● Quoted passage

_ _ _

Features

t-Risk was developed to support corporate security risk managers in their integrated risk analysis and security planning. It is an analytical tool that helps in the identification, analysis and assessment of risks. In other words, it covers the entire process that occurs between data collection and risk management planning.

The t-Risk platform uses a deconstructive method, as it transforms a large and difficult problem into small problems. It will help you find solutions that harmonize property security with business development, acting to reduce the vulnerabilities that affect the critical success factors (FCS) and objectives of your organization or client company.

Click in one of the projects, the user will find the menus of the large work blocks:

Customers, Parameters, Risk Assessment and Settings.

In the Customers block, customer data are registered and your projects. The system shows the updated comparison of performance indicators.

In the Parameters block, the user provides information on monthly invoicing, number of employees, existing controls (resources) etc. Following the instructions, the user defines the risk profile of the organization, the profiles of the evaluators and the weight that each one will have in the allocation of values.

These two blocks, Customers and Parameters, gather the data for the setting the context. In them, for example, the Critical Success Factors of the Reference System (company or organization) and the risk tolerance profile obtained from the customer are informed. In a later step, the system will show whether the controls will leave the Reference System (company or organization) within the risk tolerance profile indicated by the customer.

_ _ _

● Job 1
Copy the entries from the line with "Given the following task — detect white" through the last entry, requests included. In the answers, multiply every bounding-box coordinate by 0.2 and round to whole numbers, rounding halves up.

● Material to process
_ _ _

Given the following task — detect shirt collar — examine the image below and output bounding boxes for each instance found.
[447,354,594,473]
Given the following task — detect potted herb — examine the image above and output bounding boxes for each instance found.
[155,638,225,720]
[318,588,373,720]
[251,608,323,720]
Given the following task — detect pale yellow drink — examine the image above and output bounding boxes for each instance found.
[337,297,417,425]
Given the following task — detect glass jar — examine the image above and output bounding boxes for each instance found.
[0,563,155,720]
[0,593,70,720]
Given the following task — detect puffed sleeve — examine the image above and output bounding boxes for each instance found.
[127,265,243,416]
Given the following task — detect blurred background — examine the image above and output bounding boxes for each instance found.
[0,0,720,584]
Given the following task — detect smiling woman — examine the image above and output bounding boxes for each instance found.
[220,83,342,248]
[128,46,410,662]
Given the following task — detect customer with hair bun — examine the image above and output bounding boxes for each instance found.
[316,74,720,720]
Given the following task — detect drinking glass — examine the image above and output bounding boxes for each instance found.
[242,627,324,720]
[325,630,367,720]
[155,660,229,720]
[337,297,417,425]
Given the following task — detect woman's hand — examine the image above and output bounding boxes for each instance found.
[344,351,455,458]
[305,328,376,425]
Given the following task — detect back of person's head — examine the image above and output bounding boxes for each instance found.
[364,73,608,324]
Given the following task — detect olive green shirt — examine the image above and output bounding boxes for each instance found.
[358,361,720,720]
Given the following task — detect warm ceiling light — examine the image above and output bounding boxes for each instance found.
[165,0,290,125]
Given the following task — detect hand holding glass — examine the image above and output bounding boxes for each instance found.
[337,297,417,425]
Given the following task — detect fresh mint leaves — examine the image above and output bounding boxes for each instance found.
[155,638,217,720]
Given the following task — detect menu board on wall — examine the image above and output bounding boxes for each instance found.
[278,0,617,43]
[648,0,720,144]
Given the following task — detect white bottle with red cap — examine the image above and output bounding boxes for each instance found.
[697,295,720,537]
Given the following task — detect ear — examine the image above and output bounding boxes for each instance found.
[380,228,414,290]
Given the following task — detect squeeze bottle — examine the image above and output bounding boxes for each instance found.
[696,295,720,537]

_ _ _

● Job 2
According to the t-Risk features page, what kind of method does the platform use?

● Problem solution 1
Given the following task — detect white bottle with red cap — examine the image above and output bounding boxes for each instance found.
[139,59,144,107]
Given the following task — detect ear — examine the image above and output bounding boxes for each instance found.
[76,46,83,58]
Given the following task — detect squeeze bottle — examine the image above and output bounding boxes for each instance found.
[139,59,144,107]

● Problem solution 2
A deconstructive method, which transforms a large and difficult problem into small problems.